## What you have to do
Once the pictures are removed, restate the data below word for word.

============

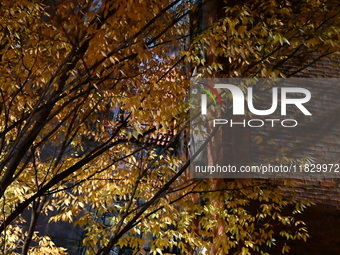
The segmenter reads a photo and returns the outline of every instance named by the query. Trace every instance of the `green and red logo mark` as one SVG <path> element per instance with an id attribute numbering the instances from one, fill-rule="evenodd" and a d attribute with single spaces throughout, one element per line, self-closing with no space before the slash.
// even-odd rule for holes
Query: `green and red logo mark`
<path id="1" fill-rule="evenodd" d="M 202 82 L 197 82 L 197 83 L 203 85 L 203 88 L 200 87 L 199 89 L 204 91 L 205 93 L 207 93 L 210 96 L 210 98 L 213 100 L 215 105 L 217 105 L 216 99 L 218 100 L 218 102 L 221 106 L 223 105 L 221 96 L 220 96 L 220 94 L 218 94 L 216 89 L 214 89 L 213 87 L 211 87 L 210 85 L 208 85 L 206 83 L 202 83 Z"/>

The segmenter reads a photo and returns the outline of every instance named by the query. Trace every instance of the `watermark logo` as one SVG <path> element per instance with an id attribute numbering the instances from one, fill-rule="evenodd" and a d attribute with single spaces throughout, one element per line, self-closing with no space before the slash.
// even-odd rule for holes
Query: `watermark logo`
<path id="1" fill-rule="evenodd" d="M 203 84 L 203 83 L 202 83 Z M 209 86 L 209 85 L 205 85 Z M 231 84 L 215 84 L 214 87 L 209 86 L 208 87 L 210 91 L 213 91 L 213 93 L 216 95 L 216 97 L 219 99 L 220 104 L 222 105 L 222 100 L 216 89 L 228 89 L 232 94 L 232 100 L 233 100 L 233 115 L 245 115 L 245 109 L 244 109 L 244 102 L 245 96 L 243 94 L 243 91 L 239 89 L 235 85 Z M 274 113 L 278 106 L 278 89 L 277 87 L 272 88 L 272 105 L 267 110 L 258 110 L 254 107 L 253 103 L 253 88 L 248 87 L 247 88 L 247 103 L 248 103 L 248 109 L 252 114 L 255 115 L 270 115 Z M 203 89 L 203 91 L 207 92 L 212 98 L 212 94 L 210 91 Z M 288 98 L 289 94 L 293 93 L 299 93 L 304 95 L 303 98 Z M 311 93 L 308 89 L 305 88 L 281 88 L 281 115 L 287 115 L 287 105 L 295 105 L 304 115 L 312 115 L 306 107 L 303 105 L 304 103 L 307 103 L 311 99 Z M 201 95 L 201 113 L 203 115 L 207 114 L 207 94 Z M 215 100 L 215 99 L 214 99 Z M 269 100 L 269 99 L 268 99 Z M 215 102 L 216 103 L 216 102 Z"/>
<path id="2" fill-rule="evenodd" d="M 196 75 L 190 91 L 193 178 L 339 178 L 340 79 Z"/>
<path id="3" fill-rule="evenodd" d="M 193 94 L 200 92 L 200 108 L 201 115 L 208 115 L 208 98 L 211 99 L 213 105 L 223 107 L 226 101 L 232 101 L 232 115 L 246 115 L 246 108 L 250 114 L 256 116 L 270 116 L 280 108 L 281 116 L 287 115 L 287 108 L 291 106 L 293 110 L 301 112 L 305 116 L 311 116 L 312 113 L 305 106 L 311 100 L 311 92 L 302 87 L 272 87 L 271 95 L 267 95 L 263 100 L 268 105 L 267 109 L 258 109 L 254 104 L 256 93 L 252 86 L 240 89 L 237 85 L 228 83 L 214 82 L 212 85 L 207 82 L 194 80 Z M 231 94 L 231 97 L 223 95 Z M 298 96 L 297 96 L 298 95 Z M 295 108 L 294 108 L 295 107 Z M 230 124 L 231 126 L 243 125 L 248 127 L 262 127 L 265 123 L 269 123 L 274 127 L 276 122 L 280 122 L 282 127 L 295 127 L 298 125 L 296 119 L 250 119 L 242 122 L 235 122 L 232 119 L 214 118 L 213 126 Z"/>

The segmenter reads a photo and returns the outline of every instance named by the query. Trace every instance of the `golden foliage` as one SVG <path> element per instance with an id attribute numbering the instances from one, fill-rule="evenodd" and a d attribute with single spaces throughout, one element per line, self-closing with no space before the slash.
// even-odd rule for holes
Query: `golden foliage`
<path id="1" fill-rule="evenodd" d="M 88 254 L 117 245 L 250 254 L 266 252 L 274 234 L 306 239 L 302 223 L 282 213 L 304 204 L 279 188 L 244 181 L 211 190 L 209 181 L 189 180 L 174 156 L 180 132 L 171 146 L 148 141 L 185 128 L 188 62 L 204 75 L 287 76 L 282 66 L 295 53 L 339 47 L 335 10 L 251 1 L 190 38 L 200 27 L 192 1 L 52 2 L 0 6 L 3 254 L 66 254 L 28 228 L 28 209 L 31 222 L 53 212 L 50 221 L 84 227 Z"/>

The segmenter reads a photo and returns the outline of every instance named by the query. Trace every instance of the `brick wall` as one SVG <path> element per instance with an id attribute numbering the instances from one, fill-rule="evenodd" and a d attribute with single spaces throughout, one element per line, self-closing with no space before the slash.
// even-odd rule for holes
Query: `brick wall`
<path id="1" fill-rule="evenodd" d="M 339 179 L 298 180 L 294 187 L 299 199 L 330 205 L 340 210 Z"/>
<path id="2" fill-rule="evenodd" d="M 303 70 L 298 77 L 322 77 L 322 78 L 339 78 L 340 77 L 340 59 L 325 58 L 310 67 Z M 336 135 L 327 136 L 325 134 L 321 139 L 312 140 L 309 146 L 313 155 L 318 156 L 320 160 L 327 163 L 327 160 L 337 160 L 340 163 L 340 84 L 334 84 L 335 90 L 322 91 L 322 87 L 318 88 L 318 95 L 323 100 L 332 100 L 331 105 L 334 106 L 332 116 L 337 125 L 338 132 Z M 331 95 L 332 94 L 332 95 Z M 326 113 L 325 113 L 326 114 Z M 329 127 L 329 129 L 332 127 Z M 314 147 L 314 149 L 313 149 Z M 321 152 L 321 153 L 320 153 Z M 330 161 L 329 161 L 330 162 Z M 299 198 L 308 199 L 320 205 L 331 205 L 340 210 L 340 179 L 310 179 L 300 180 L 296 193 Z"/>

============

## Task answer
The segmenter reads a photo and returns the outline of every instance named by the query. Trace every instance of the `green and red logo mark` as one SVG <path> element per instance with an id attribute numbering the instances from one, fill-rule="evenodd" and a d attribute with single spaces throughout, one element per line, self-closing with no space before the slash.
// even-odd rule for holes
Query: `green and red logo mark`
<path id="1" fill-rule="evenodd" d="M 202 82 L 197 82 L 197 83 L 203 85 L 203 88 L 200 87 L 199 89 L 204 91 L 205 93 L 207 93 L 210 96 L 210 98 L 213 100 L 215 105 L 217 105 L 216 99 L 218 100 L 218 102 L 221 106 L 223 105 L 221 96 L 220 96 L 220 94 L 218 94 L 216 89 L 214 89 L 213 87 L 211 87 L 210 85 L 208 85 L 206 83 L 202 83 Z"/>

The segmenter reads a photo and returns the outline of every instance named by the query. Trace every instance of the `watermark logo` as one SVG <path> element per instance with an id attribute numbering the instances from one, fill-rule="evenodd" and a d attribute with single spaces throughout, one element per line, self-closing with no space before the slash.
// even-odd rule for holes
Query: `watermark logo`
<path id="1" fill-rule="evenodd" d="M 203 84 L 203 83 L 202 83 Z M 209 86 L 209 85 L 205 85 Z M 231 84 L 215 84 L 214 87 L 209 86 L 208 87 L 210 91 L 213 91 L 213 93 L 216 95 L 216 97 L 219 99 L 220 104 L 222 105 L 222 100 L 216 89 L 228 89 L 232 94 L 232 100 L 233 100 L 233 115 L 245 115 L 245 109 L 244 109 L 244 102 L 245 96 L 243 94 L 243 91 L 239 89 L 235 85 Z M 274 113 L 278 106 L 278 89 L 277 87 L 272 88 L 272 105 L 267 110 L 258 110 L 254 107 L 253 103 L 253 88 L 248 87 L 247 88 L 247 103 L 248 103 L 248 109 L 252 114 L 255 115 L 270 115 Z M 203 89 L 203 91 L 207 92 L 212 98 L 212 94 L 210 91 Z M 288 98 L 289 94 L 293 93 L 299 93 L 304 95 L 303 98 Z M 311 93 L 308 89 L 305 88 L 281 88 L 281 115 L 287 115 L 287 105 L 295 105 L 304 115 L 312 115 L 306 107 L 303 105 L 304 103 L 307 103 L 311 99 Z M 201 95 L 201 113 L 203 115 L 207 114 L 207 94 Z M 215 100 L 215 99 L 214 99 Z M 269 100 L 269 99 L 268 99 Z M 215 102 L 216 103 L 216 102 Z"/>
<path id="2" fill-rule="evenodd" d="M 196 75 L 190 91 L 193 178 L 339 178 L 340 79 Z"/>
<path id="3" fill-rule="evenodd" d="M 193 94 L 200 92 L 200 108 L 201 115 L 208 115 L 208 98 L 211 99 L 213 105 L 223 107 L 226 101 L 232 101 L 232 115 L 246 115 L 246 108 L 250 114 L 256 116 L 270 116 L 280 108 L 281 116 L 287 115 L 287 108 L 291 106 L 293 110 L 301 112 L 305 116 L 311 116 L 312 113 L 305 106 L 311 100 L 311 92 L 302 87 L 272 87 L 271 95 L 267 95 L 263 100 L 268 105 L 267 109 L 258 109 L 254 104 L 256 93 L 252 86 L 240 89 L 237 85 L 228 83 L 214 82 L 212 85 L 207 82 L 194 80 Z M 231 94 L 231 97 L 223 95 Z M 298 96 L 297 96 L 298 95 Z M 295 108 L 294 108 L 295 107 Z M 230 124 L 231 126 L 243 125 L 248 127 L 262 127 L 265 123 L 269 123 L 274 127 L 276 122 L 280 122 L 282 127 L 295 127 L 298 125 L 296 119 L 250 119 L 242 122 L 235 122 L 232 119 L 214 118 L 213 126 Z"/>

The segmenter reads a photo and returns the outline of every instance named by the query. Trace every instance of the `golden foliage` as one SVG <path> element per instance with an id attribute numbering the instances from one, fill-rule="evenodd" and a d attribute with single spaces throughout, one element per line, self-closing with no space before the slash.
// even-odd rule for holes
Query: `golden foliage`
<path id="1" fill-rule="evenodd" d="M 88 254 L 117 245 L 250 254 L 266 252 L 274 234 L 306 239 L 302 223 L 282 213 L 304 204 L 279 188 L 244 181 L 211 190 L 209 181 L 189 180 L 174 156 L 180 132 L 171 146 L 148 141 L 185 128 L 188 62 L 204 75 L 287 76 L 282 66 L 295 53 L 339 47 L 335 10 L 251 1 L 190 38 L 200 27 L 192 1 L 52 2 L 0 6 L 3 254 L 66 254 L 28 228 L 28 209 L 31 222 L 53 212 L 50 221 L 84 227 Z"/>

The segmenter reads a photo and returns the outline of every instance named by the query. Trace every instance of the `brick wall` as one SVG <path> element per instance with an id attribute numbering the instances from one, fill-rule="evenodd" and a d attribute with single spaces throughout, one element per line, self-closing with no space before the slash.
// even-odd rule for holes
Query: `brick wall`
<path id="1" fill-rule="evenodd" d="M 339 179 L 298 180 L 294 187 L 299 199 L 330 205 L 340 210 Z"/>
<path id="2" fill-rule="evenodd" d="M 303 70 L 298 77 L 322 77 L 322 78 L 339 78 L 340 77 L 340 59 L 325 58 L 310 67 Z M 336 135 L 327 136 L 325 134 L 321 139 L 312 140 L 309 146 L 313 155 L 318 156 L 320 160 L 327 163 L 327 160 L 337 160 L 340 163 L 340 84 L 334 84 L 335 90 L 322 91 L 322 87 L 318 88 L 318 95 L 323 100 L 332 100 L 331 105 L 334 106 L 332 116 L 337 125 L 338 132 Z M 331 95 L 332 94 L 332 95 Z M 326 113 L 325 113 L 326 114 Z M 329 127 L 329 129 L 332 127 Z M 314 147 L 314 149 L 313 149 Z M 321 152 L 321 153 L 320 153 Z M 330 161 L 329 161 L 330 162 Z M 299 198 L 308 199 L 320 205 L 331 205 L 340 210 L 340 179 L 310 179 L 300 180 L 296 193 Z"/>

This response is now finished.